**TO DO**: Any picture in the listing is left out of the copy; all else is duplicated exactly.

**DATA FOR THIS EXERCISE**:
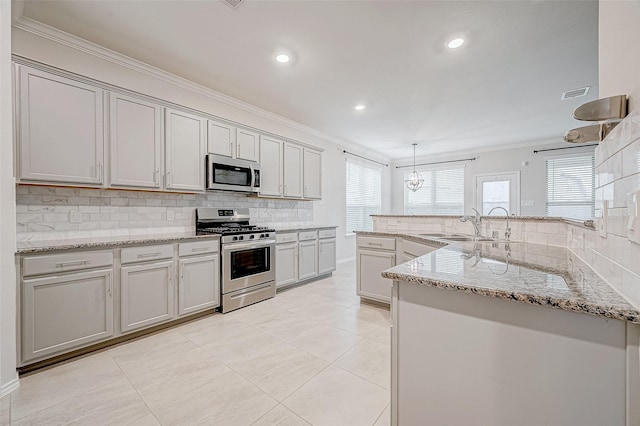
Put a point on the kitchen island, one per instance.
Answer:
(506, 333)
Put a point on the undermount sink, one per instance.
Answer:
(456, 237)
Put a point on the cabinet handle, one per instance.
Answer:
(73, 262)
(143, 255)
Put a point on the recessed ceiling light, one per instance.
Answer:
(283, 58)
(455, 43)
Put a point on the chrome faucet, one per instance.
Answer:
(507, 233)
(476, 221)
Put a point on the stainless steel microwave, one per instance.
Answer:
(230, 174)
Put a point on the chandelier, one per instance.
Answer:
(415, 180)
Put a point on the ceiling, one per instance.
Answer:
(502, 87)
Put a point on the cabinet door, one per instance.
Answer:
(146, 295)
(271, 167)
(199, 286)
(136, 142)
(312, 174)
(307, 259)
(65, 312)
(286, 264)
(185, 139)
(292, 170)
(370, 265)
(246, 145)
(61, 129)
(220, 139)
(326, 255)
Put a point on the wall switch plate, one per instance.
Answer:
(75, 216)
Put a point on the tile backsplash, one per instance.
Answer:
(53, 213)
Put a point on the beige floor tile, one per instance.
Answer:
(164, 382)
(145, 352)
(47, 388)
(116, 403)
(326, 342)
(281, 370)
(228, 400)
(286, 325)
(280, 416)
(337, 397)
(385, 417)
(369, 360)
(240, 344)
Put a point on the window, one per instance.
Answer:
(364, 195)
(570, 187)
(441, 194)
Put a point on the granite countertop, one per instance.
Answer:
(27, 247)
(528, 273)
(293, 228)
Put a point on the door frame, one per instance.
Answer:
(475, 189)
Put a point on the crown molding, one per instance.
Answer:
(51, 33)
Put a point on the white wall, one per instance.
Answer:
(8, 374)
(329, 211)
(532, 176)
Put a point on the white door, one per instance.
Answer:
(312, 174)
(136, 142)
(247, 145)
(61, 135)
(498, 190)
(292, 170)
(271, 167)
(221, 138)
(146, 293)
(185, 140)
(61, 313)
(326, 255)
(307, 259)
(199, 285)
(286, 264)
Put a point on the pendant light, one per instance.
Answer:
(415, 180)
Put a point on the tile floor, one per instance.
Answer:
(312, 355)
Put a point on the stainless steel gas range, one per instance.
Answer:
(247, 255)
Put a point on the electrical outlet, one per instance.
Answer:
(75, 216)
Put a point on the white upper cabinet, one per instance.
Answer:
(221, 139)
(271, 167)
(135, 142)
(185, 141)
(292, 170)
(61, 130)
(247, 144)
(312, 174)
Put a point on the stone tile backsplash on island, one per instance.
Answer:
(52, 213)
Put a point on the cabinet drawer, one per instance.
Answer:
(327, 233)
(286, 238)
(140, 254)
(197, 247)
(307, 235)
(377, 242)
(47, 264)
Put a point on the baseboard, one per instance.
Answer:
(7, 388)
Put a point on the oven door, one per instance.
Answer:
(247, 264)
(228, 174)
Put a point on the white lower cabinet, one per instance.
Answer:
(286, 264)
(199, 283)
(146, 295)
(61, 313)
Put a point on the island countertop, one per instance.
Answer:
(529, 273)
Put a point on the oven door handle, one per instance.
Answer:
(261, 244)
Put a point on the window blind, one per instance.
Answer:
(570, 187)
(441, 194)
(364, 195)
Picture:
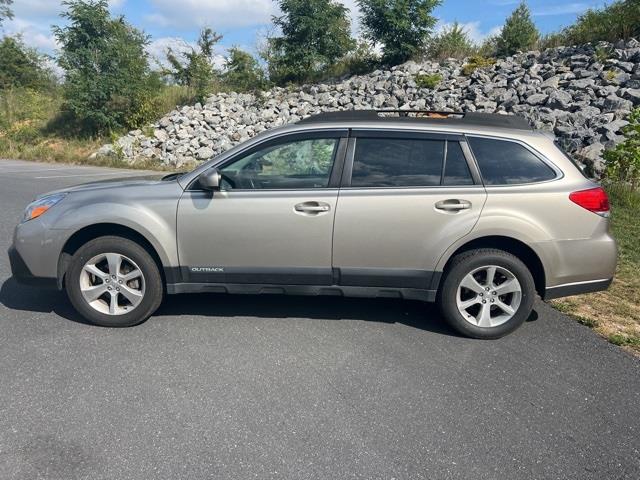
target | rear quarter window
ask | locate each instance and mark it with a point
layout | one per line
(503, 162)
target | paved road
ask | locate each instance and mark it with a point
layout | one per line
(268, 387)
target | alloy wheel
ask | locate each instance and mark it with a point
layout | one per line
(489, 296)
(112, 283)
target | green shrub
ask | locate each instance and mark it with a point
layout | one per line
(428, 81)
(452, 42)
(195, 68)
(619, 20)
(108, 83)
(243, 72)
(623, 161)
(519, 32)
(476, 62)
(21, 66)
(402, 27)
(314, 35)
(360, 61)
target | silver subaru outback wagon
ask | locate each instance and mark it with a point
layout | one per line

**EXERCISE SOLUTION**:
Put a point on the kitchen island, one per instance.
Answer:
(506, 333)
Put a point on the undermount sink, one per instance.
Answer:
(456, 237)
Put a point on the cabinet handle, one per instance.
Answer:
(73, 262)
(143, 255)
Put a point on the recessed ceiling light, one per instance.
Answer:
(283, 58)
(455, 43)
Put a point on the chrome faucet, one per instance.
Answer:
(507, 233)
(476, 221)
Put a point on the stainless steel microwave, one per instance.
Answer:
(230, 174)
Put a point on the chandelier, one per instance.
Answer:
(415, 180)
Put a point on the ceiling, one per instance.
Answer:
(502, 87)
Put a point on the cabinet door, one per instance.
Answer:
(146, 295)
(271, 167)
(199, 286)
(136, 142)
(312, 174)
(307, 259)
(65, 312)
(286, 264)
(185, 139)
(292, 170)
(370, 265)
(246, 145)
(61, 129)
(220, 139)
(326, 255)
Put a point on the wall switch plate, one per instance.
Answer:
(75, 216)
Put a point on the tile backsplash, one per instance.
Answer:
(53, 213)
Put a point on the beige floor tile, one per instance.
Answer:
(164, 382)
(145, 352)
(47, 388)
(116, 403)
(326, 342)
(281, 370)
(228, 400)
(286, 325)
(280, 416)
(337, 397)
(385, 417)
(369, 360)
(240, 344)
Put a point on the window, one per instance.
Answer:
(364, 195)
(570, 187)
(441, 194)
Put a point on the granite countertop, one per instance.
Answer:
(27, 247)
(528, 273)
(293, 228)
Put a point on the door frame, one per instance.
Answer:
(475, 189)
Put a point on the crown molding, one per instance.
Answer:
(51, 33)
Put a point on the white wall, one per instance.
Answer:
(8, 374)
(329, 211)
(532, 176)
Put a point on the white door, one per instance.
Answer:
(312, 174)
(136, 142)
(247, 145)
(61, 135)
(498, 190)
(292, 170)
(271, 167)
(221, 138)
(146, 293)
(185, 140)
(61, 313)
(326, 255)
(307, 259)
(199, 285)
(286, 264)
Put a point on the pendant light, one per instance.
Answer:
(415, 180)
Put a point on the tile floor, one per instance.
Answer:
(312, 355)
Put a point on the stainless steel gas range, one per instance.
Answer:
(247, 255)
Put a point on the electrical outlet, one per instance.
Answer:
(75, 216)
Put a point on the white upper cabinet, one per instance.
Answer:
(221, 139)
(271, 167)
(135, 142)
(185, 141)
(292, 170)
(61, 130)
(247, 144)
(312, 174)
Put a point on the stone tile backsplash on island, one per instance.
Answer:
(52, 213)
Put a point on the cabinet drawer, one per instance.
Answer:
(327, 233)
(286, 238)
(140, 254)
(197, 247)
(307, 235)
(377, 242)
(47, 264)
Put a point on the baseboard, one per instance.
Answer:
(7, 388)
Put a point on the oven door, one per instance.
Answer:
(247, 264)
(228, 174)
Put a point on the white lower cabinet, one per instance.
Answer:
(286, 264)
(199, 283)
(146, 295)
(61, 313)
Put a point on the island countertop, one per instance.
Answer:
(529, 273)
Put a point on the oven door handle, one per instance.
Answer:
(261, 244)
Put a point on the window blind, one per instance.
Answer:
(570, 187)
(441, 194)
(364, 195)
Picture:
target | rear quarter window
ask | locate each instance and mark it with a point
layout | one per line
(503, 162)
target | paved road
ask | locate each instance and mark it with a point
layout | one per line
(268, 387)
target | alloy wheel
ask | locate each instance and mark it with a point
layout | one per line
(489, 296)
(112, 283)
target | green shrub
ask | locate each instance and mark it with a point
layout | one per line
(428, 81)
(452, 42)
(195, 68)
(619, 20)
(108, 83)
(243, 72)
(623, 161)
(519, 32)
(476, 62)
(21, 66)
(402, 27)
(314, 35)
(360, 61)
target | silver subaru outback wagon
ask | locate each instance and mark it with a point
layout | one per line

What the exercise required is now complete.